What to do:
#1 In the herb article, why have several herbs been grown systematically in some countries? Answer in one to three sentences.
#2 Echo the stretch of the herb article from "- Fenugreek –" through "regulator of weight.".

Excerpt to read:

################

Herbs are excellent in the kitchen especially when used by a highly skilled chef who truly understands the unique attributes and characteristics of these herbs. What you may not know is that many of the common-looking herbs you can find on the side of the road or perhaps on your neighbor’s backyard actually have a lot of health benefits. In some countries, several herbs have been systematically grown because of their proven medicinal properties. Some of these have been shown to be effective against some common ailments such as upper respiratory tract infection, urinary tract infection, burns, skin infections, and gastrointestinal problems.
If you want to learn more about the different herbs that have medicinal or health benefits you can logon to the Essential Health Foods FB page for more information. Alternatively you can get in touch with them through their Contact Us page.
Nevertheless, here are some of the world’s garden herbs that have been proven to provide excellent health benefits.
- Aloe Vera – This beautiful yet prickly-edged, cactus-like herb has many health benefits including the treatment of chronic constipation, skin allergies, digestive problems, minor burn injuries, ulcerative colitis, eczema, and wounds and cuts. Aloe vera is an excellent skin moisturizer and as such are known to be excellent for improving skin conditions.
- Basil – A mainstay in Italian tomato-based sauces, this aromatic herb (Ocimum basilicum) is not only full of flavor; it is also full of medicinal benefits that can include the management of gas, wounds, abrasions, and cuts. Known as the King of Herbs, basil has been shown to contain very powerful antioxidants which can play an important role in cancer prevention. Additional studies show that basil may be used as a supplementary treatment for asthma, diabetes, and stress.
- Fenugreek – Officially known as Trigonella foenum-graecum, this mainstay herb of Indian dishes is excellent for the management of diabetes as well as in helping breastfeeding mothers to produce more milk for their babies. In certain parts of the world, fenugreek is used as a regulator of weight.
- Lemon Balm -Officially known as Melissa officinalis, the lemon balm has been a mainstay in Austrian traditional medicine as treatment for a variety of diseases of the gastrointestinal system including the liver and the gall bladder. Some nervous system disorders have also been shown to be managed with lemon balm. In other countries, lemon balm has been extensivel used in the management of depression, insomnia, headaches, fever, stomach upset, and cough and cold.
- Marsh Mallow – The plant from which your favorite picnic barbecue treat is made from, the roots, leaves, and flowers of the marsh mallow plant, known scientifically as Althaea officinalis, has been shown to be an excellent treatment for gastric ulcers as well as mouth and throat ulcerations. Additionally, it has been shown to be quite good in treating insect bites, skin inflammations, wounds and bruises, and aching muscles.

################

Data extracts:

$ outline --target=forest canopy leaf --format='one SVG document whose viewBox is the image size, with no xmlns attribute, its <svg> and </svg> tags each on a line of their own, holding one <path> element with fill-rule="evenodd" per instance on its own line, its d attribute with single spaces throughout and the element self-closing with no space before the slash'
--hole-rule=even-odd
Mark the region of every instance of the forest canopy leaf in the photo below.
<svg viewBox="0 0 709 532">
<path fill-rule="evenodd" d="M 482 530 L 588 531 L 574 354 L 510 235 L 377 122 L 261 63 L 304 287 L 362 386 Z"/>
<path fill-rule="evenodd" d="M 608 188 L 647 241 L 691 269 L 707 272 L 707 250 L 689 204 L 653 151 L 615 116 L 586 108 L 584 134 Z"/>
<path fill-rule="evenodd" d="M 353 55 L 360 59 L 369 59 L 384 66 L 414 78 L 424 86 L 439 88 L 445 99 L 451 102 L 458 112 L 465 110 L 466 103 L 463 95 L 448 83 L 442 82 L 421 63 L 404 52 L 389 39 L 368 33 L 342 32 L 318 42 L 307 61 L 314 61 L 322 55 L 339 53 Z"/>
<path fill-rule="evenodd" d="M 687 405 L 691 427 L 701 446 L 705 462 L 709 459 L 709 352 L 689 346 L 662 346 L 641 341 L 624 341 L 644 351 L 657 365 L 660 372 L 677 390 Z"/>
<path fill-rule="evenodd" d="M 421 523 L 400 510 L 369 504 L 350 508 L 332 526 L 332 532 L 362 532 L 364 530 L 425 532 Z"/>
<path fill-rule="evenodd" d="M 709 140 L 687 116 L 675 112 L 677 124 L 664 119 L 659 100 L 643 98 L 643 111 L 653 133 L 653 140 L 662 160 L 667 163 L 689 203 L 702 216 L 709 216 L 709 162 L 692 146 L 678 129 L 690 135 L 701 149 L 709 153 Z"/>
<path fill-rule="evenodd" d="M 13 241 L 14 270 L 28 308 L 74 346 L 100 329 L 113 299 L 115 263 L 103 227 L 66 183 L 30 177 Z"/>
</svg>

################

Completed exercise:
#1 Several herbs have been grown systematically in some countries because they have proven medicinal properties.

#2
- Fenugreek – Officially known as Trigonella foenum-graecum, this mainstay herb of Indian dishes is excellent for the management of diabetes as well as in helping breastfeeding mothers to produce more milk for their babies. In certain parts of the world, fenugreek is used as a regulator of weight.